[INFORMATION SUPPLIED]:
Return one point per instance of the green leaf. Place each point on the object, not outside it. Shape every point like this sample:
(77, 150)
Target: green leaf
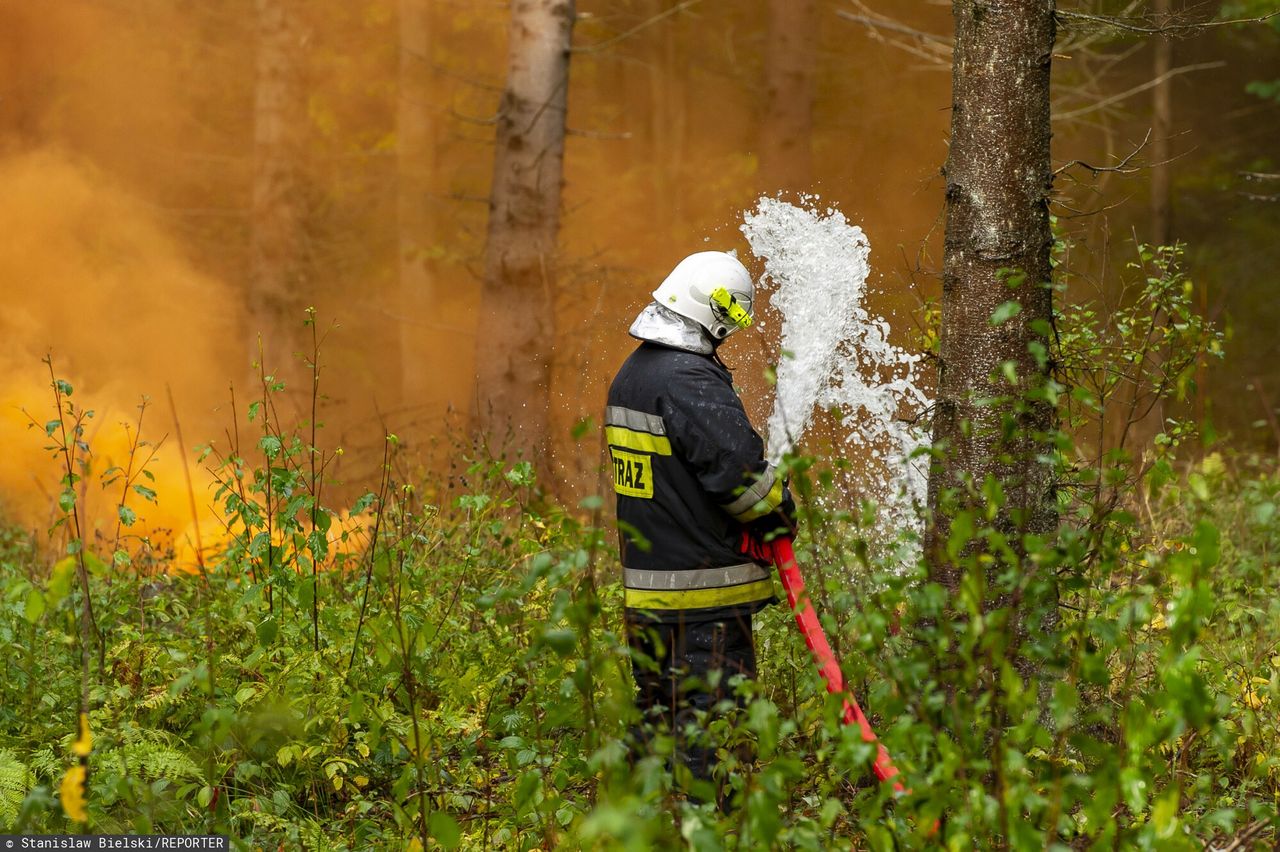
(60, 581)
(444, 829)
(306, 592)
(266, 631)
(562, 641)
(35, 607)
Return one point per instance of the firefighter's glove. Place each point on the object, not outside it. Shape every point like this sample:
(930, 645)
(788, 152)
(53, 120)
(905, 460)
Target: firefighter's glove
(757, 548)
(780, 522)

[OBJECTIVE]: Leave out all images, then reproduce the entries above exactly.

[TASK SOLUTION]:
Return one point per instance of the green leaf. Place each point on the object, not outside it. Shape every point like this sample:
(77, 150)
Target: green leaf
(60, 581)
(444, 829)
(306, 592)
(266, 631)
(562, 641)
(35, 607)
Return one point per instance of the firefighter's glove. Place each point on the object, not outside it. Shape every point like this sample:
(930, 645)
(788, 152)
(53, 120)
(905, 460)
Target: firefighter's glove
(757, 548)
(780, 522)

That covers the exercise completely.